[Stored data entries]
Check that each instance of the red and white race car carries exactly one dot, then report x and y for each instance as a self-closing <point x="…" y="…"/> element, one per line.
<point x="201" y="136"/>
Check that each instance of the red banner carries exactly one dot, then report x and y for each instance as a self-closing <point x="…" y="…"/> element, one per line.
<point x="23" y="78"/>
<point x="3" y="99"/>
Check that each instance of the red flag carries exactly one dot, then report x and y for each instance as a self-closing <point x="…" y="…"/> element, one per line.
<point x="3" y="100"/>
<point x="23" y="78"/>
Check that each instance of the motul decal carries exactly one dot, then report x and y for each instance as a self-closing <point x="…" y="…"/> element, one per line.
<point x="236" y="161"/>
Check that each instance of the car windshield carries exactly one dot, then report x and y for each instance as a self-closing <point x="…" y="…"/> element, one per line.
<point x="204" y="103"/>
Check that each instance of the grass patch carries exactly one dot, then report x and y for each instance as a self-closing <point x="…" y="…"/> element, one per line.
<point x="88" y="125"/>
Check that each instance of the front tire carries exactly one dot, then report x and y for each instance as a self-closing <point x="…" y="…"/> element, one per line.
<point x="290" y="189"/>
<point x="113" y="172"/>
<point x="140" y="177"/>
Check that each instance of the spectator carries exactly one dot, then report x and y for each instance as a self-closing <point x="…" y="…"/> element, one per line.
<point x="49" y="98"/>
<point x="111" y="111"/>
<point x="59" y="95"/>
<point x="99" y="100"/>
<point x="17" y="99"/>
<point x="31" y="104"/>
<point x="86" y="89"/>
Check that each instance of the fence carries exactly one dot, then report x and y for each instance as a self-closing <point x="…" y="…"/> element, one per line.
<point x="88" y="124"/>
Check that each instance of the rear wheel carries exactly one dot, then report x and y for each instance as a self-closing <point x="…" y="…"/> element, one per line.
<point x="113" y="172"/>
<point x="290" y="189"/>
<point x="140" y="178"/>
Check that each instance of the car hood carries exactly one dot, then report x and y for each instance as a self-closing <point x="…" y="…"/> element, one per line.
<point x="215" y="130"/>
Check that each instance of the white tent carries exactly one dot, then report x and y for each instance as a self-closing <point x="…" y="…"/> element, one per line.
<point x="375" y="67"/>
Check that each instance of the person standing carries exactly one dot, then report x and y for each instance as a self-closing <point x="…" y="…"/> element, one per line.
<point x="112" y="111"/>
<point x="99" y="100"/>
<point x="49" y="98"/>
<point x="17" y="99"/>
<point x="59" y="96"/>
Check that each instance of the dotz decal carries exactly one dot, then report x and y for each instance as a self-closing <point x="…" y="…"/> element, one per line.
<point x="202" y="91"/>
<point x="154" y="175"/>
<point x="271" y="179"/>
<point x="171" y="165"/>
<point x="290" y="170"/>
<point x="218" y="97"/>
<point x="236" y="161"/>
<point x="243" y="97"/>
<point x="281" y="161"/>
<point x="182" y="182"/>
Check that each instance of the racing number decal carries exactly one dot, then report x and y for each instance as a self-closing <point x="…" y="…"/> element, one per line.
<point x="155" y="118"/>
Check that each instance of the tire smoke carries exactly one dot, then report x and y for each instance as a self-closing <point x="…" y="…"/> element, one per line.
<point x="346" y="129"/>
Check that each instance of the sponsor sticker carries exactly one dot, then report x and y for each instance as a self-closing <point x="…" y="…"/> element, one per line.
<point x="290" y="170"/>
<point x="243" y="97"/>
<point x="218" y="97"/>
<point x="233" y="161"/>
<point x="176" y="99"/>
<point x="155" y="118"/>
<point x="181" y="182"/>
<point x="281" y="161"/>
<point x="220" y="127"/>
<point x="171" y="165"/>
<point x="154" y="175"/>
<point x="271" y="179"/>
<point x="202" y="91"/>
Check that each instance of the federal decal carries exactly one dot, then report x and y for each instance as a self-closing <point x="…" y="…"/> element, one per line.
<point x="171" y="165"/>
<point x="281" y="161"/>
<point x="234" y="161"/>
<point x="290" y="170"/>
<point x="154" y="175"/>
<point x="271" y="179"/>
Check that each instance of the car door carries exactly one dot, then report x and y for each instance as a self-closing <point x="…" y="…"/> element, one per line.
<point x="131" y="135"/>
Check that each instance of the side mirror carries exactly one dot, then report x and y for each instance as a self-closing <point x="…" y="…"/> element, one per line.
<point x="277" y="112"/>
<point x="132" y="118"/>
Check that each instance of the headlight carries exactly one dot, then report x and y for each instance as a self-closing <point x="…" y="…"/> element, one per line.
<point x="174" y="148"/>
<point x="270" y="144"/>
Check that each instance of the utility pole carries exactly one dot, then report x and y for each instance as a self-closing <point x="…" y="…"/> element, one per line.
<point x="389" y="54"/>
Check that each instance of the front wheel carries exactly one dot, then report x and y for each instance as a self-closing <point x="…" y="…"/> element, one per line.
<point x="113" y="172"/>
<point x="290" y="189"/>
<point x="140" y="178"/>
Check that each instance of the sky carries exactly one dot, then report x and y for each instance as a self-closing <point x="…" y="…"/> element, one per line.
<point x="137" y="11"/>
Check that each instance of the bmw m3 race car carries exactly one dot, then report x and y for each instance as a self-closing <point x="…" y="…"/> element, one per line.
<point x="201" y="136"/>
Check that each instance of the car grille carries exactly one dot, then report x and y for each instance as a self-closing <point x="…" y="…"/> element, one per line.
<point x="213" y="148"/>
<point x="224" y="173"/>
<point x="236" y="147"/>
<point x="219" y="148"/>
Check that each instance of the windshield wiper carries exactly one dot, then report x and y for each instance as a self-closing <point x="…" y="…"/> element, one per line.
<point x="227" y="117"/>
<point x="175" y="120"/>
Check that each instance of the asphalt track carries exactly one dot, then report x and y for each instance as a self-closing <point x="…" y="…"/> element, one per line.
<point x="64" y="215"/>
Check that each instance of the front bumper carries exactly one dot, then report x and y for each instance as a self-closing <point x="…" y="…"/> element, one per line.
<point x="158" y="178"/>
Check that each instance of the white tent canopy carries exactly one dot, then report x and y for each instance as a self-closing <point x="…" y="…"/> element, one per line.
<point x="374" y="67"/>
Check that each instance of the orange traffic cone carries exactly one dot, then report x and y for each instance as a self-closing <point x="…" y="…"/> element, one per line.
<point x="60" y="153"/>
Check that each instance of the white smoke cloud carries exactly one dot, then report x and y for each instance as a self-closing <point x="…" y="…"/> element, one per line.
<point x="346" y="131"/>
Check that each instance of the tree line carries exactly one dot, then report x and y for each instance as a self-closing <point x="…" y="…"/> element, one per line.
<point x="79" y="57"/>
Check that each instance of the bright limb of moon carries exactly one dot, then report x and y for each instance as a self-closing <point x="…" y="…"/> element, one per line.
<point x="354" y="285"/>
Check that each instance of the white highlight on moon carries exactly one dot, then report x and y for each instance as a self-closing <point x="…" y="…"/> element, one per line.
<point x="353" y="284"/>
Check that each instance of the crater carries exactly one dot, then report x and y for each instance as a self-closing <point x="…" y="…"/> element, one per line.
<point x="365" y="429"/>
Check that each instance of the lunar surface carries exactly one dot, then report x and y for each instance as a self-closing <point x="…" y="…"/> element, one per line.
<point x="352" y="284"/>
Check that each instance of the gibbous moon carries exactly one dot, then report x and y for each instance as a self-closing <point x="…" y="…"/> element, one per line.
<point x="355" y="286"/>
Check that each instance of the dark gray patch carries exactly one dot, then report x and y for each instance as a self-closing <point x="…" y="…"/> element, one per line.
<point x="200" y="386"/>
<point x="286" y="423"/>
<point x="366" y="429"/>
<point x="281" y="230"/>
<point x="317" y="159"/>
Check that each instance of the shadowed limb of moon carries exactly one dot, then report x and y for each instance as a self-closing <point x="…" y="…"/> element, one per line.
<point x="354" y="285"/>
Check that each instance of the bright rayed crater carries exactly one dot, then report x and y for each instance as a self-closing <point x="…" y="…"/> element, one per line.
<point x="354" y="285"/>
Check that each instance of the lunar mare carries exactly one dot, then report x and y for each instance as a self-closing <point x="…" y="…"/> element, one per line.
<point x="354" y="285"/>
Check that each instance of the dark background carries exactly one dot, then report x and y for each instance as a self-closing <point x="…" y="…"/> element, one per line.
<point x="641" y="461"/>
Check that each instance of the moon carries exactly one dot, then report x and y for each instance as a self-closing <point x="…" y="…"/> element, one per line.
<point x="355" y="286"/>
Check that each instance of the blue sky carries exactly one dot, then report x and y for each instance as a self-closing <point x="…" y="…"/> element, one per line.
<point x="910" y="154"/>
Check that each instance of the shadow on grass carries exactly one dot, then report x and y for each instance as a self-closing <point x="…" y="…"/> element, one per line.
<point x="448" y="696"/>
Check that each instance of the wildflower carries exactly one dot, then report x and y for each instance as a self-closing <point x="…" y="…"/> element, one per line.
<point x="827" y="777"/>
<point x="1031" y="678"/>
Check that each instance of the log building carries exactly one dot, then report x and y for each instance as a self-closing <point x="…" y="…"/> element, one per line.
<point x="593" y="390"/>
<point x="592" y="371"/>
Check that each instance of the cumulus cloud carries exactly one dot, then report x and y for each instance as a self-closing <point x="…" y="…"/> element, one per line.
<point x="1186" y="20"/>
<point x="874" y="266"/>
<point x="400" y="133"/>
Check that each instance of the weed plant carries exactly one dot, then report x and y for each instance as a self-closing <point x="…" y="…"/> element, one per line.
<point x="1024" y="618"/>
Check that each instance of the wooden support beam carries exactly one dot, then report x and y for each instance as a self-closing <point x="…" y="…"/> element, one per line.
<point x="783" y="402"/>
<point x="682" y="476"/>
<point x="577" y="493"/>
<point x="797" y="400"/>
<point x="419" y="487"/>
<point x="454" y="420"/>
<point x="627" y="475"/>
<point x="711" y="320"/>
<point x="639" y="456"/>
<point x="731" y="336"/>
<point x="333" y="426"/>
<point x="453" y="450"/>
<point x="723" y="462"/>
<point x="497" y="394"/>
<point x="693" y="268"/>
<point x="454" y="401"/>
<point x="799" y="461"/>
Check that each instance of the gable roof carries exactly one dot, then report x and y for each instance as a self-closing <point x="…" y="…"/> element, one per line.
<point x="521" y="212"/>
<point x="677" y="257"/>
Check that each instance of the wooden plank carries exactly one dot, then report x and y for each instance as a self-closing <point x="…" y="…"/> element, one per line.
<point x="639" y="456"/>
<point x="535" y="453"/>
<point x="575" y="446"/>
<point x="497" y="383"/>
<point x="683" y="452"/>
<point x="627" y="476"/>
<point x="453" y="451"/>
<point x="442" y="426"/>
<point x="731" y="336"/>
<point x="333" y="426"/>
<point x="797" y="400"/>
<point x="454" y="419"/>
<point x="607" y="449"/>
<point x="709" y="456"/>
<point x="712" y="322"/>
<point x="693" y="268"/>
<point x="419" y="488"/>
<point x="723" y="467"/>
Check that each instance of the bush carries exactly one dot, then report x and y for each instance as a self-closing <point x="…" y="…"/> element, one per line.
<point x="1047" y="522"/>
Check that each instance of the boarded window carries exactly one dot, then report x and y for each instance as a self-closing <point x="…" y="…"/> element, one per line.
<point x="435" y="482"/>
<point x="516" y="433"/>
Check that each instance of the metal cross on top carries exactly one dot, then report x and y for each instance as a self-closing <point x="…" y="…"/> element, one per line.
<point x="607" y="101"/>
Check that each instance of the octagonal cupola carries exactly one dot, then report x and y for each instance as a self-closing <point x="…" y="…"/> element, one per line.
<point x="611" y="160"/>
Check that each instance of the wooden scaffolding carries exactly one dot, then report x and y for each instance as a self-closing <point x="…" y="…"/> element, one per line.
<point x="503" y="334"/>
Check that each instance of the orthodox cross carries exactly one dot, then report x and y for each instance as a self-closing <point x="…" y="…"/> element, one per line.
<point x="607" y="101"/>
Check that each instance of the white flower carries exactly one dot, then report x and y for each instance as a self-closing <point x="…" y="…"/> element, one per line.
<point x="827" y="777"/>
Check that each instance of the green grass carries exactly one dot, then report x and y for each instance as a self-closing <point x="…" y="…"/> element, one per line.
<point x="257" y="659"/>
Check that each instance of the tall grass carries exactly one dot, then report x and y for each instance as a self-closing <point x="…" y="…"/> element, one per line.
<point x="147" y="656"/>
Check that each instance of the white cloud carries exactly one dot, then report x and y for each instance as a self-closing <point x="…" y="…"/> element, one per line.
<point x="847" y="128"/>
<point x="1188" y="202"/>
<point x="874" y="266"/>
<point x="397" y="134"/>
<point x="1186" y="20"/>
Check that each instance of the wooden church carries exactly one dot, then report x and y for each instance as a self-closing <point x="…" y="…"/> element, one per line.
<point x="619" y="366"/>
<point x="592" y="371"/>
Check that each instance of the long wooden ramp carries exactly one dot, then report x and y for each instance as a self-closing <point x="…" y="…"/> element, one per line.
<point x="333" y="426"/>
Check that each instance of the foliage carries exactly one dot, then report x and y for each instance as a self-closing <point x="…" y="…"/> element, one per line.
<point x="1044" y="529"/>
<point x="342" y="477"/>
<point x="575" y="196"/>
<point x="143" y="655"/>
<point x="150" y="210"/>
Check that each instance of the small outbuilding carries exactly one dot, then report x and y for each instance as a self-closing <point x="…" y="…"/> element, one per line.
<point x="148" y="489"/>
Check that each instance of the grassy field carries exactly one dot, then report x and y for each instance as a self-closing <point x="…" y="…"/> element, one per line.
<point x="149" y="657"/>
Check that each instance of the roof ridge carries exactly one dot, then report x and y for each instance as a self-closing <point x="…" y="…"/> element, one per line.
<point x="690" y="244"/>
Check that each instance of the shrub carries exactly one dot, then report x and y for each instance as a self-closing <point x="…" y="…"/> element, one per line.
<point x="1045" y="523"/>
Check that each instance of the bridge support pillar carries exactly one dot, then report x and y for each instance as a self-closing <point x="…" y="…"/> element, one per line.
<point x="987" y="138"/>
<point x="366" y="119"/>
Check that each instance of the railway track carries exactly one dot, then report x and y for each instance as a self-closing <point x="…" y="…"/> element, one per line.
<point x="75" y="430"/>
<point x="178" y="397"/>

**Description of the task:** Answer with the exact lines running from the one that contains "Check that each instance of the white cloud" through the last line of the data. Include no other line.

**Response box:**
Check that each instance of the white cloud carries exactly one dot, then report x and y for each instance as a self-closing <point x="…" y="…"/> element, one per line.
<point x="847" y="128"/>
<point x="1188" y="202"/>
<point x="874" y="266"/>
<point x="397" y="134"/>
<point x="1186" y="20"/>
Check that each instance of the wooden church carries exactly one dot, then report x and y for each instance as a self-closing <point x="…" y="…"/> element, one per line.
<point x="619" y="366"/>
<point x="592" y="371"/>
Check that each instance of the long wooden ramp carries exactly one dot, then report x and y for each instance as a self-closing <point x="…" y="…"/> element, one per line.
<point x="333" y="426"/>
Check that each instance of the foliage carries exactly one dot, then report x and y for each instance as a self-closing <point x="…" y="…"/> element, one per line.
<point x="1044" y="529"/>
<point x="342" y="477"/>
<point x="575" y="196"/>
<point x="143" y="655"/>
<point x="150" y="210"/>
Check that each instance of the small outbuilding carries exactly one dot, then report x and y for each instance as a self-closing <point x="…" y="…"/> element, one per line.
<point x="148" y="489"/>
Check that each instance of the grassy field carries exactly one dot, then report x and y for each instance as a self-closing <point x="…" y="…"/> element, one per line.
<point x="149" y="657"/>
Check that each instance of the roof ridge carries exactly one dot, then report x and y for each instance as a self-closing <point x="…" y="…"/> element, one per line.
<point x="690" y="244"/>
Check that each instance of the shrub carries exactly one dot, then report x and y for each instance as a self-closing <point x="…" y="…"/> element, one per line.
<point x="1045" y="523"/>
Check that each instance of the bridge support pillar carries exactly one dot, then report x and y for each instance as a self-closing <point x="…" y="…"/> element, one per line.
<point x="987" y="138"/>
<point x="366" y="119"/>
Check that each instance of the railway track carries exactly one dot, then report x and y for each instance as a self-closing <point x="…" y="…"/> element, one per line.
<point x="75" y="430"/>
<point x="178" y="397"/>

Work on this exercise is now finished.